◆ **GIVEN DATA**:
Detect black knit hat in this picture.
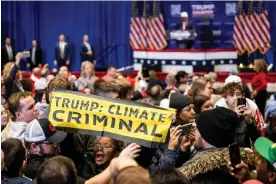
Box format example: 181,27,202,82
169,92,192,110
197,107,239,148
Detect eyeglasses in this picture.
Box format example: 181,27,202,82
94,143,114,151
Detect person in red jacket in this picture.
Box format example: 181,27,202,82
252,59,268,117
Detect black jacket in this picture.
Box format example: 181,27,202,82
27,47,43,69
176,21,194,30
1,177,32,184
1,45,16,69
4,64,24,99
80,43,96,63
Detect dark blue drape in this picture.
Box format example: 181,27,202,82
2,1,133,71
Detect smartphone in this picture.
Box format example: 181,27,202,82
181,123,193,136
237,98,246,106
22,51,30,58
229,143,241,171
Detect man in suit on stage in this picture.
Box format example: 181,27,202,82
27,40,43,70
1,37,16,69
176,12,196,49
80,35,96,64
54,34,71,68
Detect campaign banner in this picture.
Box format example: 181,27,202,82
48,90,175,148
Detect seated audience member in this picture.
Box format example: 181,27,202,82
94,79,119,99
1,138,32,184
151,167,191,184
165,73,177,91
1,104,9,130
34,67,49,91
2,92,38,142
188,78,212,99
179,107,256,184
76,61,98,93
24,118,67,180
215,75,266,136
169,92,195,125
102,66,117,82
219,82,260,147
231,137,276,184
3,53,24,99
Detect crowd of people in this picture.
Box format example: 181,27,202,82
1,52,276,184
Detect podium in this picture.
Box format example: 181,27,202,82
166,29,195,49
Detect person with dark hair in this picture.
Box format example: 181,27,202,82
1,92,38,142
1,138,32,184
151,167,191,184
116,80,133,100
35,156,78,184
94,80,119,99
102,66,117,82
179,107,256,184
193,95,213,114
175,71,188,87
230,137,276,184
80,35,96,64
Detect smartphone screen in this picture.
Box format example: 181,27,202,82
181,123,193,136
237,98,246,106
229,143,241,169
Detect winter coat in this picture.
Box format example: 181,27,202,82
179,148,258,184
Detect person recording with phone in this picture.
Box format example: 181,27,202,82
221,82,260,148
149,92,196,172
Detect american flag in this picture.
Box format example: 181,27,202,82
129,1,167,51
233,1,270,55
233,1,246,55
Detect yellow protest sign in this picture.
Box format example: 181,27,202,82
48,90,175,148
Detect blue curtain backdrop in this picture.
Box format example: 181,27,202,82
2,1,276,71
1,1,133,71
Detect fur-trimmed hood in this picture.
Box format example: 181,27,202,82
178,148,257,180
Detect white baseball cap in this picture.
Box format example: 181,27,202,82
25,119,67,143
180,12,188,18
224,75,242,86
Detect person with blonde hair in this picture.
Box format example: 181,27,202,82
252,59,268,116
76,61,98,93
3,53,24,99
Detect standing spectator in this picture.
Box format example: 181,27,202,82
1,37,16,69
188,78,212,99
24,118,67,180
252,59,268,116
27,40,43,70
54,34,71,68
179,107,256,184
76,61,98,93
1,138,32,184
102,66,117,82
169,92,195,125
80,35,96,64
3,53,24,99
2,92,38,142
175,71,188,88
216,75,266,136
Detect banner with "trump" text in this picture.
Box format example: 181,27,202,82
48,90,175,148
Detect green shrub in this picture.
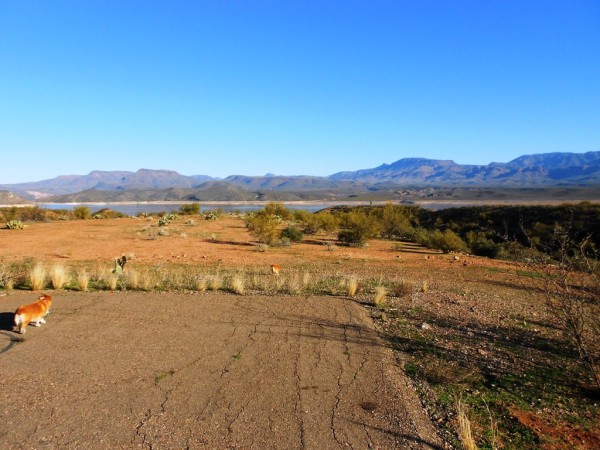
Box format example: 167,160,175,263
73,206,91,219
429,229,468,253
5,220,24,230
300,214,319,235
378,203,414,239
281,225,304,243
337,211,381,246
245,213,281,245
466,231,500,258
91,208,127,219
315,211,339,234
179,203,200,215
264,202,292,220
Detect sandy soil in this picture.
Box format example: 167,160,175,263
0,291,442,449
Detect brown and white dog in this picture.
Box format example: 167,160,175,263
14,294,52,334
270,264,281,275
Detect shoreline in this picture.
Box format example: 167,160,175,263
1,198,599,209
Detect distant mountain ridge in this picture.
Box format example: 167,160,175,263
0,151,598,202
0,169,215,199
329,152,600,185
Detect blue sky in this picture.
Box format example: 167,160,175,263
1,1,599,183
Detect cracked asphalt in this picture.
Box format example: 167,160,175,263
0,291,442,449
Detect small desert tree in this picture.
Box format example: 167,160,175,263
263,202,292,220
315,211,339,235
378,203,414,240
337,211,381,246
245,212,281,245
527,228,600,389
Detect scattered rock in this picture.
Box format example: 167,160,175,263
453,255,460,261
421,322,432,330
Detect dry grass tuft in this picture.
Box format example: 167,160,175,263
195,276,208,292
29,262,46,291
347,276,359,297
208,274,223,291
390,279,413,298
126,268,139,290
421,280,429,293
457,399,478,450
107,273,119,291
230,273,245,295
50,263,69,290
139,270,155,291
302,271,311,288
373,285,387,306
286,274,301,295
76,268,90,292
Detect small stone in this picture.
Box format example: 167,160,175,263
421,322,432,330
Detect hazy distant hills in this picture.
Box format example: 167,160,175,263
0,169,214,199
1,151,599,203
329,151,600,185
0,190,29,205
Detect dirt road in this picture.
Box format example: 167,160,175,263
0,291,442,449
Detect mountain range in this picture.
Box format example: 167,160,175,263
1,151,599,203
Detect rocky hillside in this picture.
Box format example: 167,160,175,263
0,190,30,205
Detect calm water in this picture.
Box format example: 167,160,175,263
38,202,340,215
37,201,467,215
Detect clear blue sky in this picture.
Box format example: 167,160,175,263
1,1,599,183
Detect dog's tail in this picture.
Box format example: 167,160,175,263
14,312,25,332
14,313,24,327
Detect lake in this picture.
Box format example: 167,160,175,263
36,200,516,215
37,202,347,216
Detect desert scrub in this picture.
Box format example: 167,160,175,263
73,206,91,219
457,399,477,450
76,268,90,292
158,213,179,227
280,225,304,243
230,273,245,295
347,276,359,297
29,262,46,290
0,263,15,290
208,274,223,291
139,269,156,291
373,286,387,307
390,279,413,298
49,263,69,289
125,268,139,290
285,274,302,295
195,276,208,292
5,220,24,229
107,273,119,291
157,228,170,237
302,271,312,289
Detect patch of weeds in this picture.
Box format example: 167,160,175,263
384,305,599,449
232,349,243,360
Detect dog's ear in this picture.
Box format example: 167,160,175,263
120,255,127,269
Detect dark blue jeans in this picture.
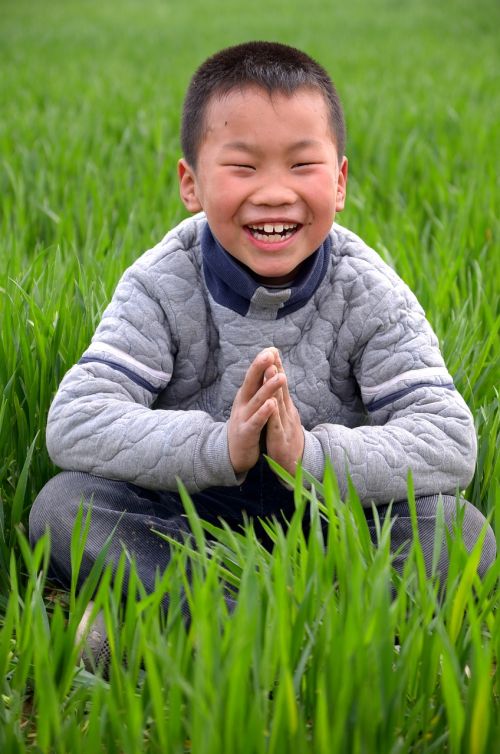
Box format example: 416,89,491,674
29,459,496,612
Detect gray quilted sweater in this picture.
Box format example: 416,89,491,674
46,213,477,505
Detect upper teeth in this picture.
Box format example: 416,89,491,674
248,223,297,233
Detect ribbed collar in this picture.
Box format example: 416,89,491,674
201,223,331,320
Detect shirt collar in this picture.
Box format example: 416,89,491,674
201,223,330,319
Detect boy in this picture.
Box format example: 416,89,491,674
30,42,495,633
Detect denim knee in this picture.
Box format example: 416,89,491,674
29,471,89,546
369,495,496,581
449,497,497,577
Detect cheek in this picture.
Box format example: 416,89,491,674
310,189,338,219
303,172,338,206
210,181,246,217
305,183,339,238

◆ **ASSIGNMENT**: Exclude the pictures and give back the rest of the data above exactly as written.

◆ **TASK RESPONSE**:
Detect black knit hat in this picture.
Box format example: 181,27,202,82
169,92,192,110
197,107,239,148
Detect eyeglasses in this picture.
Box format example: 181,27,202,82
94,143,114,151
Detect person in red jacket in this picture.
Box format example: 181,27,202,82
252,59,268,117
Detect black jacket in this picture.
Box format example: 181,27,202,82
27,47,43,69
176,21,194,30
1,177,32,184
1,45,16,69
4,64,24,99
80,43,96,63
Detect dark blue drape in this picture.
Box format example: 181,27,202,82
2,1,133,71
Detect smartphone in this picture.
Box format example: 181,27,202,82
181,123,193,136
237,98,246,106
22,51,30,58
229,143,241,171
Detect man in suit on stage in this picture.
Box format example: 181,27,202,82
27,40,43,70
1,37,16,69
176,12,196,49
80,35,96,64
54,34,71,68
Detect campaign banner in this picture.
Box format example: 181,27,202,82
48,90,175,148
Detect seated audience member in this picture.
Box format example: 181,27,202,82
94,79,119,99
1,138,32,184
151,167,191,184
165,73,177,91
1,104,9,130
34,67,49,91
2,92,38,142
188,78,212,99
179,107,256,184
76,61,98,93
24,118,67,180
215,75,266,136
169,92,195,125
102,66,117,82
219,82,260,147
231,137,276,184
3,53,24,99
Detect crowd of people in this picture.
Box format example: 181,27,202,82
1,52,276,184
Detect podium in this picture.
Box format example: 181,27,202,82
166,29,195,49
Detect person with dark hair in this picture.
Box format example: 181,27,202,82
1,92,38,142
1,138,32,184
151,167,191,184
116,80,133,100
35,156,78,184
94,80,119,99
102,66,117,82
179,107,256,184
193,95,213,114
175,71,188,87
230,137,276,184
80,35,96,64
Detect smartphone screen in this picture.
Box format example: 181,27,202,82
181,123,193,136
237,98,246,106
229,143,241,169
Detect winter coat in this picture.
Box format example: 181,27,202,82
179,148,258,184
Detect person recording with phone in this picture.
Box format example: 181,27,202,82
221,82,260,148
149,92,196,172
Detect american flag in this picture.
Box format example: 181,27,202,82
129,1,167,51
233,1,270,55
233,1,246,55
Detect yellow protest sign in this picture.
Box format example: 181,27,202,82
48,90,175,148
Detect blue curtain backdrop in this picture.
Box format example: 181,27,202,82
2,1,276,71
1,1,133,71
Detect fur-trimmed hood in this picture.
Box format example: 181,27,202,82
178,148,257,180
Detect white baseball cap in this picture.
Box format example: 181,27,202,82
25,119,67,143
180,12,188,18
224,75,242,86
Detect person with blonde hair in this picture.
Box format example: 181,27,202,82
252,59,268,116
76,61,98,93
3,53,24,99
Detect standing spectator in this picture.
Box format example: 181,27,202,82
1,37,16,69
188,78,212,99
24,118,67,180
252,59,268,116
27,40,43,70
54,34,71,68
179,107,256,184
76,61,98,93
1,138,32,184
102,66,117,82
169,92,195,125
80,35,96,64
3,53,24,99
2,92,38,142
175,71,188,88
216,75,266,136
Detect banner with "trump" text in this picture.
Box format example: 181,27,202,82
48,90,175,148
Detect green shrub in this picture.
Box format example: 167,160,175,263
73,206,91,219
429,229,468,253
5,220,24,230
300,214,319,235
378,203,414,239
281,225,304,243
337,211,381,246
245,213,281,245
466,231,500,258
91,208,127,219
315,211,339,234
179,203,200,215
264,202,292,220
Detect sandy soil in this picture.
Box format example: 167,160,175,263
0,291,442,449
Detect brown and white dog in this picture.
Box format example: 167,160,175,263
14,294,52,334
270,264,281,275
Detect shoreline in this picture.
Box format example: 167,160,175,263
1,198,599,209
Detect distant mountain ridge in this picture.
Box format example: 167,160,175,263
0,151,598,202
0,169,215,199
329,152,600,185
Detect blue sky in this picture.
Box format example: 167,160,175,263
1,1,599,183
Detect cracked asphalt in this picture.
Box format example: 167,160,175,263
0,291,442,449
Detect small desert tree in this picture.
Box format example: 167,160,175,263
263,202,292,220
315,211,339,235
378,203,414,240
337,211,381,246
245,212,281,245
527,228,600,389
Detect scattered rock in this picture.
Box format example: 167,160,175,263
453,255,460,261
421,322,432,330
Detect dry grass tuft in this picture.
Box format example: 167,160,175,263
195,276,208,292
29,262,46,291
347,276,359,297
208,274,223,291
390,279,413,298
126,268,139,290
421,280,429,293
457,399,478,450
107,273,119,291
230,273,245,295
50,263,69,290
139,270,155,291
302,271,311,288
373,285,387,306
286,274,301,295
76,268,90,292
Detect small stone in this picture.
Box format example: 167,160,175,263
421,322,432,330
Detect hazy distant hills in this picture.
Box format example: 167,160,175,263
0,169,214,199
1,151,599,203
329,151,600,185
0,190,29,205
Detect dirt road in this picture.
Box format example: 167,160,175,263
0,291,442,449
Detect mountain range in this picture.
Box format example: 167,160,175,263
1,151,599,203
Detect rocky hillside in this picture.
Box format example: 167,160,175,263
0,190,30,205
Detect calm water in this picture.
Box format example: 167,160,175,263
38,202,340,215
37,201,467,215
Detect clear blue sky in this picture.
Box format example: 167,160,175,263
1,1,599,183
Detect dog's tail in this picture.
Box format example: 167,160,175,263
14,312,25,332
14,313,24,327
Detect lake in this picture.
Box format example: 167,160,175,263
36,200,516,215
37,202,347,216
Detect desert scrub in this picture.
Box format example: 167,160,175,263
73,206,91,219
457,399,477,450
76,268,90,292
158,213,179,227
280,225,304,243
230,273,245,295
347,276,359,297
29,262,46,290
0,263,15,290
208,274,223,291
139,269,156,291
373,286,387,307
390,279,413,298
49,263,69,289
125,268,139,290
285,274,302,295
195,276,208,292
5,220,24,229
107,273,119,291
157,228,170,237
302,271,312,289
Detect patch of weeds in this picture.
Box format example: 167,160,175,263
384,305,599,449
232,349,243,360
Detect dog's ear in this picture.
Box format example: 167,160,175,263
120,255,127,269
Detect dark blue jeans in this picture.
Box format example: 416,89,491,674
29,459,496,612
Detect gray quilted sweater in this picture.
Box format example: 416,89,491,674
46,213,477,505
Detect upper teeth in this picture.
Box format example: 416,89,491,674
248,223,297,233
Detect ribbed collar in this picture.
Box format example: 416,89,491,674
201,223,331,320
Detect shirt collar in this picture.
Box format example: 416,89,491,674
201,223,330,319
Detect boy in this picture.
Box format example: 416,89,491,674
30,42,495,633
Detect denim knee in this picture.
Box format example: 416,89,491,674
29,471,89,546
369,495,496,581
449,497,497,577
Detect cheek in this picture.
Box format example: 416,89,491,674
310,189,338,219
303,172,338,206
210,181,246,217
305,183,339,238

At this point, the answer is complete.